Christina’s World by Andrew Wyeth 1948 - Museum of Modern Art, New York.
I love this painting and always found it haunted me in a beautiful way. When I first saw it, I thought the painting was simply a romantic portrayal of a young girl/woman in a field in the summer. When I found out during an art history class who the girl is in the painting, and what she suffered from - it became a desperate painting about struggle, loss, pain.
The subject in the painting is Christina Olson, a neighbour of Andrew Wyeth. She was crippled, completely unable to walk (possibly from polio - though she was undiagnosed). Wyeth painted this painting after seeing her agonizingly crawling across her field. His wife Betsy modeled for the painting to portray Christina, and he modified Betsy's body to the more contorted, skeletal form of Christina. Thinking of what an incredible struggle that must have been for Christina Olson on a daily basis, poor, unable to walk, living on a remote farm, changed my original reaction to this painting dramatically.
When you know the back story and look closely at the painting, you can see her emaciated arms and twisted figure. Seeing the distance Wyeth has placed her on the canvas, from her home, on an inclined hill, is obviously meant to emphasize her situation. The barren landscape, the empty grey sky, the bleak houses - now I look at it and I can not believe that I had not recognized all the clues Wyeth has given us about the real meaning of this piece - and that I did not notice her arms and hands. But my understanding is that many people are also shocked to learn about the backstory of this painting, and also had not seen her the way she is actually painted.
Andrew Wyeth, (born July 12, 1917 and died January 16, 2009) is one of my favourite artists. His colour palettes, attention to detail and compositions are wonderful. He painted the people around him and the landscapes and buildings close to him. Anna and Karl Kuerner, (his neighbors in Chadds Ford, Pennsylvania) and their farm were one of Wyeth's most important subjects for nearly 50 years, as was Christina Olson and the Olson farm. Now that I know more of is work, I see that poverty, discomfort, pain and emptiness are constant themes. Below are a few more of Andrew Wyeth's evocative paintings.

**Questions on the material:**
[1] In the piece on Christina's World, who modeled for the painting in Christina's place?
[2] Continue the essay on Christina's World, starting after its final sentence.

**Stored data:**
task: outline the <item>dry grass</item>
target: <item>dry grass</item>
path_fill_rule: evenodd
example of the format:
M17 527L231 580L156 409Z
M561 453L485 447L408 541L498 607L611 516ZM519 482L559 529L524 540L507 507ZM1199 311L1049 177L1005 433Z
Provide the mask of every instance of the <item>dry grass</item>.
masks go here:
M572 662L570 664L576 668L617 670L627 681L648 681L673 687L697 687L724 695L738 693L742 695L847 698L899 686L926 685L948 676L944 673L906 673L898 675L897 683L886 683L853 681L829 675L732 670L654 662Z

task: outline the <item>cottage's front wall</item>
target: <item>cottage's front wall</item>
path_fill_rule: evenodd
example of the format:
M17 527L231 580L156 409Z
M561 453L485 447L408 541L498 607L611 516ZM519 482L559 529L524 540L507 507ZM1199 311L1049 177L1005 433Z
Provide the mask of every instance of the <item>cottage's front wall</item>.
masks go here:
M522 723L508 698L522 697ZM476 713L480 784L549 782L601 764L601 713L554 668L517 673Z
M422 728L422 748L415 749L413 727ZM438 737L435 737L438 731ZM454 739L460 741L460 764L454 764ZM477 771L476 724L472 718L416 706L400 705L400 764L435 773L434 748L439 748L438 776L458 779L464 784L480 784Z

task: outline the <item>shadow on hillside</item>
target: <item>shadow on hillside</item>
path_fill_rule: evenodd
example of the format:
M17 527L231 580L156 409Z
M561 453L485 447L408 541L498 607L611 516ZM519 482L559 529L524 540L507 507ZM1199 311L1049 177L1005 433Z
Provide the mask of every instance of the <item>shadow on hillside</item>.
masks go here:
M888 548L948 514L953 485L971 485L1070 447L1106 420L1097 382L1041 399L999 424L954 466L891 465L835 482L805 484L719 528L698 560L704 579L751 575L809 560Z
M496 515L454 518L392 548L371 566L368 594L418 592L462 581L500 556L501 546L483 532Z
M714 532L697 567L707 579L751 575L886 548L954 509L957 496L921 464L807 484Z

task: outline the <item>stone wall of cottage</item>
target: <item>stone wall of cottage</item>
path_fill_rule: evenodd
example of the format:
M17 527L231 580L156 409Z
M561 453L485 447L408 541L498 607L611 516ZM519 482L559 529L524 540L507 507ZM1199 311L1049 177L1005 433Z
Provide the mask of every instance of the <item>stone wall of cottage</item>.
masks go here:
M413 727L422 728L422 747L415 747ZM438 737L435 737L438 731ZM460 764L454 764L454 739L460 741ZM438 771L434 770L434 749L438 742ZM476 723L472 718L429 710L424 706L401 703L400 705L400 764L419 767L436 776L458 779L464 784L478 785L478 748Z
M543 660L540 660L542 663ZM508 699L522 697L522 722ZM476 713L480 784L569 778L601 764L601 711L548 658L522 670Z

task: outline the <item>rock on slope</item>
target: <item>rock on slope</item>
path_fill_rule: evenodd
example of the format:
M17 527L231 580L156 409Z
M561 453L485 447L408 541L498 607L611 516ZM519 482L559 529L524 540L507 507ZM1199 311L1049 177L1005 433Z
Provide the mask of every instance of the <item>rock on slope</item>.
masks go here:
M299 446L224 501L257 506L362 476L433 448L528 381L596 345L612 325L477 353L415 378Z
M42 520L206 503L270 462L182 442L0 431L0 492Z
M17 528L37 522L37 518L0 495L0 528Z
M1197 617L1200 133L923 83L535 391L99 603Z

**Results for each task:**
[1] Wyeth's wife, Betsy.

[2]
Edvard Munch - 12 December 1863 – 23 January 1944
Born in Ådalsbruk, United Kingdoms of Sweden and Norway
"The Scream" by Norwegian Symbolist and influencer of German Expressionism Edvard Munch, is arguably one of the world's most famous paintings and Munch's most recognized work. Munch actually created four versions of "The Scream" - 2 oils and 2 pastels.
On 2 May 2012, Munch's 1895 pastel "The Scream" sold for US $119,922,500.
Yes, over 119 million dollars.
This is how Munch described what lay behind his extraordinary work "The Scream".
"I was walking down the road with two friends when the sun set; suddenly, the sky turned as red as blood. I stopped and leaned against the fence, feeling unspeakably tired. Tongues of fire and blood stretched over the bluish black fjord. My friends went on walking, while I lagged behind, shivering with fear. Then I heard the enormous, infinite scream of nature."
(Faerna, José María (1995). Munch. New York: Harry N. Abrams. p. 16.)
"The Scream" touched our psyches and infiltrated our culture as few other works of art have. Was Munch's other work as dark and emotional? Yes.
"I do not believe in the art which is not the compulsive result of Man's urge to open his heart."
(Eggum, Arne; Munch, Edvard (1984). Edvard Munch: Paintings, Sketches, and Studies. New York: C.N. Potter. p.10)
"My father was temperamentally nervous and obsessively religious—to the point of psychoneurosis. From him I inherited the seeds of madness. The angels of fear, sorrow, and death stood by my side since the day I was born."
(Prideaux, Sue (2005). Edvard Munch: Behind the Scream. New Haven: Yale University Press.)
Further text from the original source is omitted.